Collected data:
╔══

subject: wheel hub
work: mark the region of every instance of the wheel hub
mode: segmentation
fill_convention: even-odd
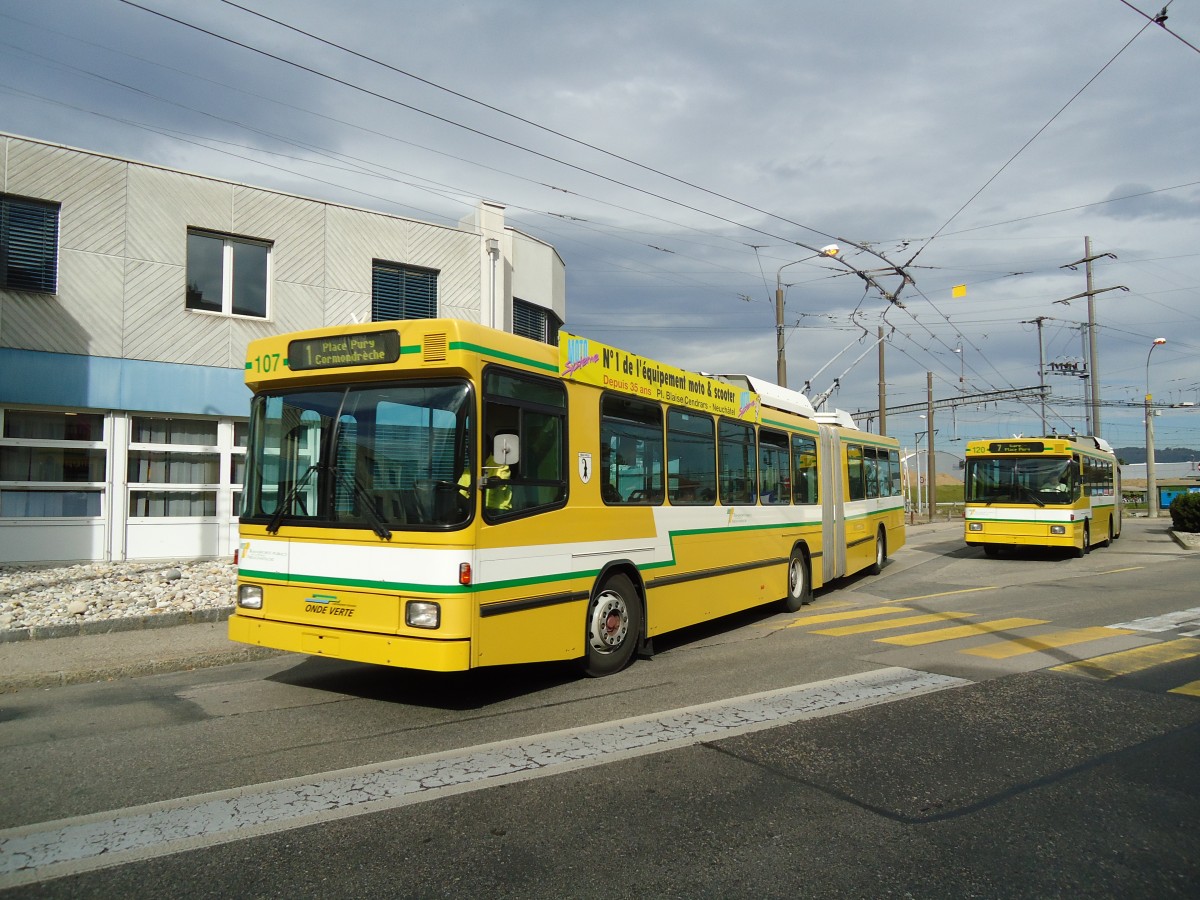
[[[588,628],[588,640],[599,653],[611,653],[629,633],[629,610],[616,594],[604,593],[596,600]]]

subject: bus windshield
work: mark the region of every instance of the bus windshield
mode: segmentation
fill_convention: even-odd
[[[987,457],[967,460],[968,503],[1055,506],[1079,499],[1078,470],[1070,457]]]
[[[331,385],[255,396],[242,520],[393,529],[471,516],[471,390],[465,381]]]

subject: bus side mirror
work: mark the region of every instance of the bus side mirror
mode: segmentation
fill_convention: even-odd
[[[515,434],[498,434],[492,439],[492,459],[498,466],[515,466],[521,459],[520,446]]]

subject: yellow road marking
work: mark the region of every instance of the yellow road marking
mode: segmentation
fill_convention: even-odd
[[[944,612],[930,613],[927,616],[904,616],[900,619],[883,619],[877,622],[843,625],[841,628],[822,628],[814,631],[813,634],[827,634],[833,637],[841,637],[846,634],[867,634],[872,631],[886,631],[889,628],[904,628],[906,625],[930,625],[934,622],[945,622],[947,619],[969,619],[973,615],[974,613]]]
[[[1086,641],[1099,641],[1104,638],[1116,637],[1121,634],[1136,634],[1127,628],[1076,628],[1072,631],[1056,631],[1053,634],[1039,634],[1037,637],[1015,637],[1008,641],[995,644],[984,644],[982,647],[972,647],[963,650],[972,656],[984,656],[988,659],[1009,659],[1023,653],[1038,653],[1055,647],[1066,647],[1070,644],[1082,644]]]
[[[873,606],[870,609],[851,609],[839,613],[821,613],[815,616],[804,616],[788,624],[788,628],[799,625],[821,625],[825,622],[845,622],[847,619],[865,619],[868,616],[882,616],[884,613],[894,613],[900,606]]]
[[[1200,656],[1200,640],[1180,638],[1162,644],[1149,644],[1145,647],[1135,647],[1132,650],[1122,650],[1120,653],[1108,653],[1092,659],[1064,663],[1061,666],[1055,666],[1050,671],[1078,672],[1107,681],[1119,675],[1132,675],[1134,672],[1149,669],[1151,666],[1161,666],[1164,663],[1191,659],[1194,656]]]
[[[1138,569],[1144,569],[1145,566],[1126,566],[1123,569],[1109,569],[1107,572],[1101,572],[1101,575],[1114,575],[1117,572],[1136,572]]]
[[[932,600],[934,597],[953,597],[955,594],[974,594],[976,591],[994,591],[1000,585],[992,584],[987,587],[963,588],[960,591],[942,591],[937,594],[922,594],[919,597],[903,597],[899,600],[889,600],[888,603],[915,603],[917,600]]]
[[[1193,681],[1190,684],[1181,684],[1177,688],[1171,688],[1169,694],[1187,694],[1189,697],[1200,697],[1200,681]]]
[[[898,634],[895,637],[879,638],[876,643],[896,644],[901,647],[917,647],[921,644],[953,641],[958,638],[974,637],[977,634],[989,634],[993,631],[1007,631],[1010,628],[1025,628],[1029,625],[1045,624],[1045,619],[994,619],[991,622],[976,622],[972,625],[958,625],[954,628],[938,628],[934,631],[922,631],[918,634]]]

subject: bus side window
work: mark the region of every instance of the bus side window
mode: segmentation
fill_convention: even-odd
[[[711,505],[717,496],[716,429],[711,416],[667,410],[667,496],[674,505]]]
[[[759,496],[764,506],[791,502],[791,465],[787,436],[763,429],[758,434]]]
[[[663,502],[663,419],[657,403],[620,394],[600,400],[601,499]]]
[[[758,485],[758,457],[754,449],[754,426],[721,420],[717,464],[721,472],[720,497],[723,506],[754,503]]]
[[[863,448],[861,444],[846,444],[846,480],[848,500],[865,500],[867,497],[863,475]]]
[[[561,382],[489,366],[483,375],[482,424],[480,475],[495,482],[491,503],[484,485],[485,520],[556,509],[566,501],[567,397]],[[489,463],[490,441],[497,434],[516,435],[515,464]],[[508,469],[507,478],[502,468]]]
[[[820,502],[817,490],[817,442],[806,435],[792,435],[792,500]]]

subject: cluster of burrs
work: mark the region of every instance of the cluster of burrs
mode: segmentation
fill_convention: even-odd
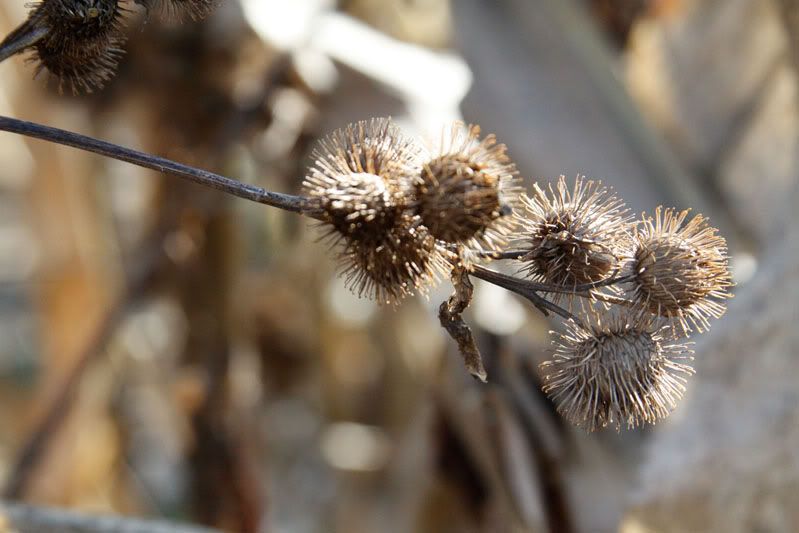
[[[133,4],[182,21],[205,17],[218,0],[41,0],[0,43],[0,61],[31,51],[38,76],[46,72],[58,90],[90,93],[116,72],[124,53],[125,25]]]
[[[524,193],[493,135],[457,123],[428,150],[389,119],[358,122],[317,148],[309,213],[339,250],[350,288],[395,303],[442,276],[455,286],[442,326],[486,378],[461,314],[470,277],[565,319],[542,364],[544,390],[569,421],[595,430],[654,423],[684,392],[685,339],[725,311],[725,240],[701,215],[658,208],[634,218],[609,189],[563,177]],[[484,266],[511,260],[515,276]]]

╚══

## What the exercise asks
The word to find is "instance". Copy every line of the records that holds it.

## Result of the task
work: mark the region of every instance of the wheel hub
work: mark the region of every instance of the bus windshield
work: mark the region of every instance of the bus side mirror
work: mark the region of every instance of the yellow road marking
work: mark the region of every instance of the bus side window
work: mark the region of every instance of the cluster of burrs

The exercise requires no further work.